> **ARTICLE**:
○ ○ ○ ○
Newsletter FRI 2023#1 - Editorial

Chères lectrices, chers lecteurs 

La conférence Gender Law  organisée par le FRI sur le thème « IN-CORPORE : ce que le droit fait à nos corps » a eu lieu à Fribourg les 9 et 10 février 2023. Cette conférence visait à saisir et à développer les perspectives féministes et queer sur le rôle du droit et à réfléchir à la question de savoir comment celles-ci sont incorporées dans la société. Les effets du droit sur nos corps devaient être abordés dans une perspective holistique, à multiples facettes et interdisciplinaire.
 
La conférence était structurée en quatre blocs, chacun introduit par une keynote. Il s’agissait d’examiner la question de savoir comment le droit a un effet sur l’image que nous avons de nous-mêmes, sur notre sentiment d’appartenance ou, de façon plus générale, sur nos émotions; comment nos corps sont disciplinés par les techniques de procréation assistée ou par le droit sous l’influence de nouvelles technologies; comment le milieu carcéral et la loi réagissent à la violence et comment les institutions étatiques traitent les corps féminins et queer; et enfin, que prescrit le droit à nos corps après la mort et quelle place accorde-t-il au deuil, par exemple dans le cas de fausses couches.
○ ○ ○ ○
> **DONNÉES FOURNIES**:
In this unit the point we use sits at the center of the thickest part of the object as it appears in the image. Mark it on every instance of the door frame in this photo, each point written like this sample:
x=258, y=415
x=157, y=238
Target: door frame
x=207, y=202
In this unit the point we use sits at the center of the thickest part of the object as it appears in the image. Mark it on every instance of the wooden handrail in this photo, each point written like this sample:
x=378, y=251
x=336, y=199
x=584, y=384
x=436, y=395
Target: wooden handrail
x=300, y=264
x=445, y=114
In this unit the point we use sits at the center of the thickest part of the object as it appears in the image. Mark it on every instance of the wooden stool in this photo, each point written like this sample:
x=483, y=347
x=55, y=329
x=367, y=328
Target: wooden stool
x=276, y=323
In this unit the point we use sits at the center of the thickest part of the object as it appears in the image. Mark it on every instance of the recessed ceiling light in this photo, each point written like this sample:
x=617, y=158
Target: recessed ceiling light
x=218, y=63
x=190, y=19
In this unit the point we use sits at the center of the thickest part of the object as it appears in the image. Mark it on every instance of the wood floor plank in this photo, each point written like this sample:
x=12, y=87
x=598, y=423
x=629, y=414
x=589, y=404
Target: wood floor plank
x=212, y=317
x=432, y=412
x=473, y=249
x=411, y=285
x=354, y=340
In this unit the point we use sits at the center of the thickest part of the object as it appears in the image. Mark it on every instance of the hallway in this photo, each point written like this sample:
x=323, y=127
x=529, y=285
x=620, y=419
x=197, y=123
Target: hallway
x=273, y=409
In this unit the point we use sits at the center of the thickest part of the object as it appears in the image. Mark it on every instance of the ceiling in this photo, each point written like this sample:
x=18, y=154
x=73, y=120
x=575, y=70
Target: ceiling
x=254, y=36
○ ○ ○ ○
> **CONSIGNE**: Reproduisez le passage de l'éditorial sur la conférence Gender Law qui commence aux mots « La conférence Gender » et arrêtez-vous après « facettes et interdisciplinaire. ». On peut se passer des lignes fournies.

> **RÉSULTAT**:
La conférence Gender Law  organisée par le FRI sur le thème « IN-CORPORE : ce que le droit fait à nos corps » a eu lieu à Fribourg les 9 et 10 février 2023. Cette conférence visait à saisir et à développer les perspectives féministes et queer sur le rôle du droit et à réfléchir à la question de savoir comment celles-ci sont incorporées dans la société. Les effets du droit sur nos corps devaient être abordés dans une perspective holistique, à multiples facettes et interdisciplinaire.